Document section:
-*-*-
As he tells ET's Nischelle Turner, the idea and his interest in the production of energy came about when he was adding solar to his own home. In the documentary, Scott speaks to senators, coal miners, solar panel installers, and everyone in between, to learn the obstacles and opportunities for achieving energy freedom.
"I really didn’t know a lot about it other than it seems like the right thing to do for the environment," he shares. "And I was met with so many strange rules and how it could be done with the local utility delays and frustrations, and then when I started digging in I realized there is this consorted effort from the fossil fuel utility to basically stifle innovation in solar renewable energy, and in some areas in the country it's straight out of the tobacco playbook."
It took Scott three years to shoot the film, which he also co-directed with Edward Osei-Gyimah, and he says researching for the film "was a journey of discovery."
"I didn’t realize here in America where there are tens of thousands of homes who do not have access of what we take for granted," he relays. "They have no power, they can’t flip a switch and turn on the lights."
The topic also hits close to home for Scott, who shares that his grandfather was a coal miner. "He died of black lung and cancer," he recalls. "And it's heartbreaking because there are parts of the country where people are struggling and they just want to do a good job and so it does, it hits hard for me."
What he hopes viewers get out of Power Trip, is for people "to realize that if they take for granted what their rights are, those rights will be taken away."
"Because there are very powerful, very well financed organizations who are actively trying to take your rights away," he expresses. "So use your voice, use your head. I created a website, powertriptruth.com, so people can go and figure out if I do want to use my voice, where do I start? If I do want to look at solar, where do I start? Make sure you know where you're getting your information, because a lot of the information, particularly surrounding elections, a lot of the information is bogus. It's meant to confuse you."
His documentary also features his new single "Being Honest." "It doesn't just touch the subject of the film, it also touches, I think, where people are politically today," he states. "The political environment out there, maybe in their relationship."
Meanwhile, Scott's famous girlfriend Zooey Deschanel also is known for her singing chops. When asked if they would ever write music together or do a duet, he replies, "I wouldn't even try to be at the level of what Zooey is."
"We've got so many instruments around the house and she can play almost everything and I'm dabbling," he shares. "So there is always music in the house. And so for fun, maybe we'll do something but for me I love being in the audience and watching her work her magic."
Jonathan Scott's Power Trip premieres Nov. 16 at 10/9 on PBS’s Independent Lens and will also be available to stream on the PBS Video App.
-*-*-
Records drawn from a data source
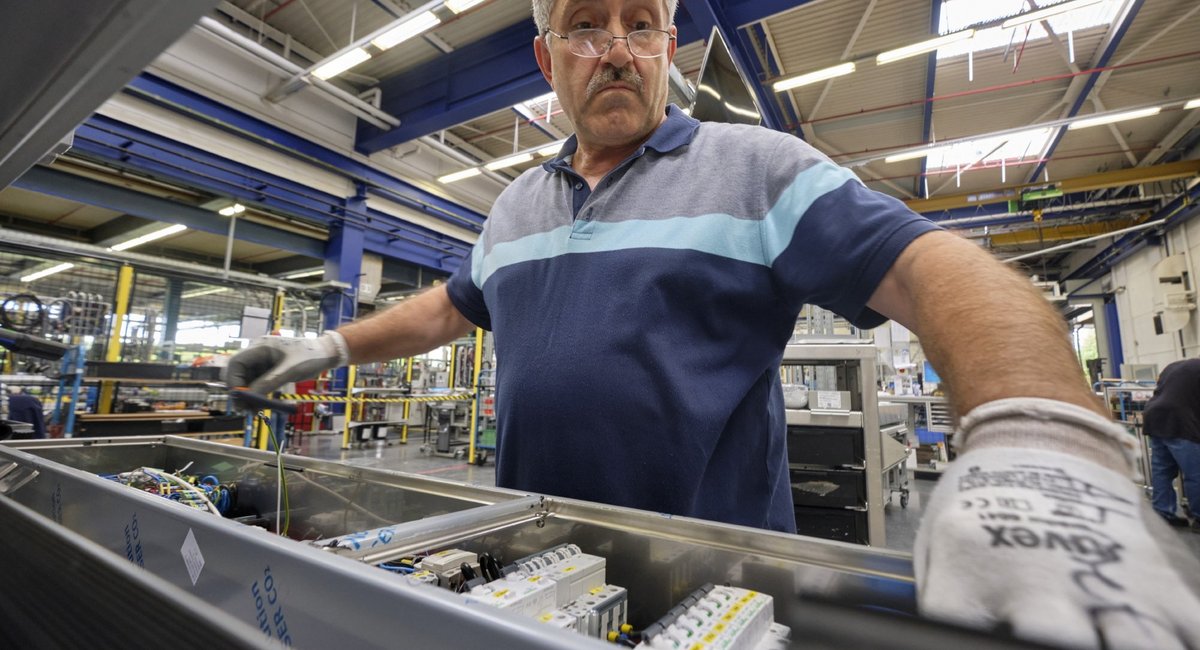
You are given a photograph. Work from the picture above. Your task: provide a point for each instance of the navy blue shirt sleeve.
(465, 290)
(829, 240)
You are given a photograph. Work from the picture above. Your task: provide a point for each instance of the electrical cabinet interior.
(375, 558)
(834, 449)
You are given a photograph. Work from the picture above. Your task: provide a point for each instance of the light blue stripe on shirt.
(724, 235)
(783, 217)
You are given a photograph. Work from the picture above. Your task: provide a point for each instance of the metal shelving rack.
(857, 360)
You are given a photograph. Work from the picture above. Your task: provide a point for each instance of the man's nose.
(618, 54)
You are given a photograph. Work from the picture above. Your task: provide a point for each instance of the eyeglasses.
(591, 43)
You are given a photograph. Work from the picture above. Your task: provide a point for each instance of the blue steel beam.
(1181, 209)
(753, 40)
(214, 113)
(78, 188)
(1105, 56)
(145, 152)
(483, 77)
(708, 14)
(499, 71)
(927, 124)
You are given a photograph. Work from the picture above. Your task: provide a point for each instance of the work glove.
(273, 361)
(1038, 529)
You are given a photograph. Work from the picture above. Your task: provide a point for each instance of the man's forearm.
(982, 325)
(414, 326)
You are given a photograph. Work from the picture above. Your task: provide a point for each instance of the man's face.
(616, 98)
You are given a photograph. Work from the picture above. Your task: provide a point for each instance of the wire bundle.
(202, 493)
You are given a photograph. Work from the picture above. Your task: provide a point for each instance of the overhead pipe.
(369, 113)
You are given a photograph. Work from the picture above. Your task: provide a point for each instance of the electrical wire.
(281, 492)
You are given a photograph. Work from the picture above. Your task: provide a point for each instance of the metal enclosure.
(321, 597)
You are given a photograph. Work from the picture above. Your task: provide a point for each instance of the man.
(643, 283)
(1173, 423)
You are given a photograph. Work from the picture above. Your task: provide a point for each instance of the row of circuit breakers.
(561, 587)
(565, 588)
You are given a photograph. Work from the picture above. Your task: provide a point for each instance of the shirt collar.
(676, 131)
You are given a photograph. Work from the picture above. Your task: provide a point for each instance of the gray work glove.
(273, 361)
(1053, 545)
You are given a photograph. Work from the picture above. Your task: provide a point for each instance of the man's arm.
(414, 326)
(982, 325)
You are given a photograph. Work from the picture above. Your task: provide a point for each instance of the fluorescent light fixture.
(460, 6)
(45, 272)
(460, 175)
(551, 149)
(304, 274)
(923, 47)
(198, 293)
(341, 64)
(911, 155)
(406, 30)
(814, 77)
(509, 161)
(1114, 118)
(149, 236)
(1043, 13)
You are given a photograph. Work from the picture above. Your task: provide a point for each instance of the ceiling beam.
(921, 185)
(90, 192)
(499, 71)
(1083, 184)
(1114, 41)
(64, 58)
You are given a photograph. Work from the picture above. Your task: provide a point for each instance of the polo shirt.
(640, 325)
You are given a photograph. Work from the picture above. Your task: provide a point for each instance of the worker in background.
(642, 286)
(27, 408)
(1173, 423)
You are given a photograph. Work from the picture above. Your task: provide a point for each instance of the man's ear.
(541, 50)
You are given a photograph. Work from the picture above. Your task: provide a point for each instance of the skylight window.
(958, 14)
(1012, 149)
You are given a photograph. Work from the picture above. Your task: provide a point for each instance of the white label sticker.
(828, 399)
(192, 557)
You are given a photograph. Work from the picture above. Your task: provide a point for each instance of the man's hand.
(271, 361)
(1049, 545)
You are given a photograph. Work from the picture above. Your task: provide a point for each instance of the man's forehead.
(563, 7)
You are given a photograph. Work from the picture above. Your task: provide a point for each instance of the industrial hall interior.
(600, 323)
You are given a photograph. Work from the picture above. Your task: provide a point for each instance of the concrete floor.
(900, 524)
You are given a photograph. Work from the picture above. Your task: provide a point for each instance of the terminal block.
(718, 618)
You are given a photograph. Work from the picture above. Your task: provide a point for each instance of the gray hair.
(541, 13)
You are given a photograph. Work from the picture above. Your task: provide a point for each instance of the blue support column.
(171, 304)
(1113, 326)
(927, 128)
(708, 14)
(343, 263)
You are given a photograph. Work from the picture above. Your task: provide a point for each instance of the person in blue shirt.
(27, 408)
(642, 286)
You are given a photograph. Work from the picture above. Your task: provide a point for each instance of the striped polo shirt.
(640, 325)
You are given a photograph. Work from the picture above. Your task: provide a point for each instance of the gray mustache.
(607, 76)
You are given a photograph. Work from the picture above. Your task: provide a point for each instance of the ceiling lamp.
(45, 272)
(814, 77)
(923, 47)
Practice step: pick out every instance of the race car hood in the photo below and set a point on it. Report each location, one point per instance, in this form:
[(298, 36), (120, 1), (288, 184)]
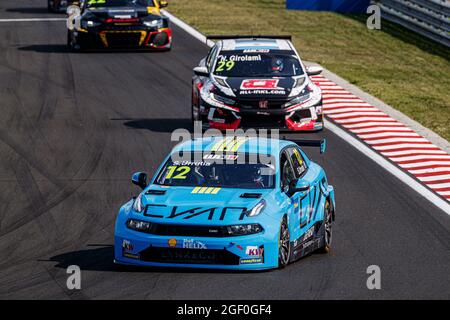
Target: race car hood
[(277, 88), (120, 12), (205, 206)]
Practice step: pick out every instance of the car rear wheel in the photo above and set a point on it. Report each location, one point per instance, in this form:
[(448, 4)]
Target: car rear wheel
[(328, 231), (284, 244)]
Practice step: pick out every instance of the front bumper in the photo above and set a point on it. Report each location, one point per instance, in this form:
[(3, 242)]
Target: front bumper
[(307, 119), (250, 252), (155, 39)]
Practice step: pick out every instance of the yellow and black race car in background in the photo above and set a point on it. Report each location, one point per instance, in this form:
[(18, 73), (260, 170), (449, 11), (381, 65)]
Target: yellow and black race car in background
[(59, 5), (133, 24)]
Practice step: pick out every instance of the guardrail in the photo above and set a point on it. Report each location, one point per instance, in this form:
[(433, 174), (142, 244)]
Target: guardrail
[(430, 18)]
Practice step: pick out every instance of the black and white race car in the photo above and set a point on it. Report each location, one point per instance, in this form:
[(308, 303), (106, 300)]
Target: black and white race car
[(255, 82)]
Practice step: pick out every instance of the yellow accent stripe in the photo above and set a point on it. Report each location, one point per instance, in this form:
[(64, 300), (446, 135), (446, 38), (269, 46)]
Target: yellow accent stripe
[(229, 144), (238, 144), (221, 144), (216, 190), (202, 190), (209, 190), (205, 190), (216, 145)]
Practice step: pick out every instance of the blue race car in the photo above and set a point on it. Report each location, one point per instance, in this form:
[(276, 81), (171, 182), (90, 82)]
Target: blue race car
[(228, 203)]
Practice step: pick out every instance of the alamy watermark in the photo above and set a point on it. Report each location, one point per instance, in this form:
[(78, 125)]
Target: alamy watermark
[(74, 279), (374, 280), (374, 20)]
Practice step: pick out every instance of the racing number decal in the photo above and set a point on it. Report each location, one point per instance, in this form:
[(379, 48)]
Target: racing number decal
[(181, 172), (222, 64)]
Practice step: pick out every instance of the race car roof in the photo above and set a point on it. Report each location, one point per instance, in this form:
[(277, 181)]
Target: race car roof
[(256, 44), (234, 144)]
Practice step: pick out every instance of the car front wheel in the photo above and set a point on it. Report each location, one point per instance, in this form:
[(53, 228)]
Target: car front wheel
[(328, 231), (284, 245)]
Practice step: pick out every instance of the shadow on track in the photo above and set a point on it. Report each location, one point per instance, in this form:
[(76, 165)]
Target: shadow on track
[(62, 48), (46, 48), (407, 36), (158, 125), (100, 257), (40, 10)]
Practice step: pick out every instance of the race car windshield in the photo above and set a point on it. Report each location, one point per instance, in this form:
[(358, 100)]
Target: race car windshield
[(119, 3), (219, 172), (239, 64)]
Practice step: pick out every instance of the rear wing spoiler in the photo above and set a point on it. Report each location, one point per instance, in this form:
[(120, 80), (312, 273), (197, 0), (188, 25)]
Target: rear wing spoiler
[(254, 37), (322, 144)]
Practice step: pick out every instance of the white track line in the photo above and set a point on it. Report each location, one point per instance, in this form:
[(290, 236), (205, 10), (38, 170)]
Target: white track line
[(33, 20), (358, 145)]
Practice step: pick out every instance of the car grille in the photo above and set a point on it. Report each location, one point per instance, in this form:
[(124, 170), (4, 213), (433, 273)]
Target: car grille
[(254, 104), (189, 231), (263, 121), (123, 39), (189, 256)]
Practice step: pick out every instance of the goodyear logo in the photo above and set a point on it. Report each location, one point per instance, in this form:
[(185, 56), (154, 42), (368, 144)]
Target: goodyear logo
[(205, 190)]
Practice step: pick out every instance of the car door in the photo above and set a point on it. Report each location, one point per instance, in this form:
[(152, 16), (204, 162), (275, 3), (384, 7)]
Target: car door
[(287, 176), (301, 200)]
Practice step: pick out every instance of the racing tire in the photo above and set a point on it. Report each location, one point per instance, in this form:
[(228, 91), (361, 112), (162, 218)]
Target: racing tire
[(284, 245), (328, 229)]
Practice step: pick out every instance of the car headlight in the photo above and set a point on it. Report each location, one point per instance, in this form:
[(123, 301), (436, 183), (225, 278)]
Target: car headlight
[(89, 24), (257, 209), (244, 229), (137, 205), (154, 23), (138, 225), (302, 98)]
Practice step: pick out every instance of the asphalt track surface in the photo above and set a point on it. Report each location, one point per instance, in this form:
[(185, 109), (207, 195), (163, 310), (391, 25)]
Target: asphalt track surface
[(73, 127)]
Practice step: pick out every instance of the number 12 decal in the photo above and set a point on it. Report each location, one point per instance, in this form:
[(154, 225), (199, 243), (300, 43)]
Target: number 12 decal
[(174, 172)]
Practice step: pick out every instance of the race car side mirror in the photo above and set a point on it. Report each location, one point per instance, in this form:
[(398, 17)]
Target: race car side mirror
[(314, 70), (201, 71), (298, 185), (139, 179)]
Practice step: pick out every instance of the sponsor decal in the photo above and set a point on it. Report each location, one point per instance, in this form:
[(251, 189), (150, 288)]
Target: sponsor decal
[(231, 157), (238, 58), (262, 92), (254, 251), (263, 104), (308, 234), (256, 51), (127, 245), (192, 163), (251, 260), (193, 244), (253, 84), (130, 255), (172, 242)]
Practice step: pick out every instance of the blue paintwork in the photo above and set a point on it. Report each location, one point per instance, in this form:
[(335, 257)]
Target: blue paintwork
[(298, 209)]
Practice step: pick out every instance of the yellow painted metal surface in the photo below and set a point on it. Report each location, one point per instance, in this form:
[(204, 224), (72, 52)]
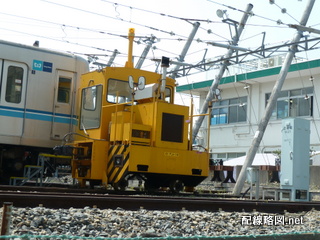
-*-*-
Problem to solve: Please quote the piece on the Power Trip documentary word for word, starting at "Meanwhile, Scott's famous" and ending at "PBS Video App.".

Response area:
Meanwhile, Scott's famous girlfriend Zooey Deschanel also is known for her singing chops. When asked if they would ever write music together or do a duet, he replies, "I wouldn't even try to be at the level of what Zooey is."
"We've got so many instruments around the house and she can play almost everything and I'm dabbling," he shares. "So there is always music in the house. And so for fun, maybe we'll do something but for me I love being in the audience and watching her work her magic."
Jonathan Scott's Power Trip premieres Nov. 16 at 10/9 on PBS’s Independent Lens and will also be available to stream on the PBS Video App.